:: TEXTE À LIRE
Je me souviens quand je pénétrais dans la mystérieuse échoppe d’Abdellatif Najem, un sombre cul-de-sac qui faisait face au port, aux tanneries antiques de la vieille ville, aux portes d’un Petit Socco dont encore le seul nom faisait frémir… Abdellatif Najem vous accueillait en fassi d’une urbanité sophistiquée, tel qu’il savait l’être, interrompant une conversation chuchotée avec un ami – toujours une personne était là à palabrer avec lui, son frère aussi, souvent – pour délicatement essayer de vous guider dans son fatras de céramiques, cuivres et autres verroteries… Les prix étaient élevés, résolument à la tête du client, et négociables jusqu’à l’infini… On était bien dans ce Maroc des médinas en labyrinthes, des chéchias rutilantes, des djellabas aux coupes parfaites, ce Maroc de l’appel du muezzin, de la fleur d’oranger dont on vous asperge en signe de bienvenue et du couscous fumant et odorant du vendredi. Un Maroc immuable et sans aucun doute légendaire, dont Abdellatif Najem savait se faire de sa voix douce, doucereuse même, un ambassadeur de choix.
::::
:: ENTRÉES
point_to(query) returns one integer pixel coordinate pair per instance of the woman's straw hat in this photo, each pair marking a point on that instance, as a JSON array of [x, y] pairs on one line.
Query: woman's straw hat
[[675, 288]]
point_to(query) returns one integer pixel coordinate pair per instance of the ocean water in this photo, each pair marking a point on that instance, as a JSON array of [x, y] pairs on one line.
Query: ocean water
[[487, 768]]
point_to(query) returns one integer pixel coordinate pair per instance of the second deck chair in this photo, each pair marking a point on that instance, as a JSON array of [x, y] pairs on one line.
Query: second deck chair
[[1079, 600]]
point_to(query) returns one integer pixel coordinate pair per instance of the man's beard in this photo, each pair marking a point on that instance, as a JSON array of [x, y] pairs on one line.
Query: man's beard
::::
■ CONSIGNE A
D'après le texte sur l'échoppe d'Abdellatif Najem, de quoi asperge-t-on les gens en signe de bienvenue ?
■ CONSIGNE B
Repérez chaque ligne des entrées qui contient la chaîne « second » et recopiez-la.
Le texte et les entrées n'ont aucun lien entre eux.

■ RÉPONSE RÉDIGÉE A
De fleur d'oranger.

■ RÉPONSE RÉDIGÉE B
point_to(query) returns one integer pixel coordinate pair per instance of the second deck chair in this photo, each pair marking a point on that instance, as a JSON array of [x, y] pairs on one line.
Query: second deck chair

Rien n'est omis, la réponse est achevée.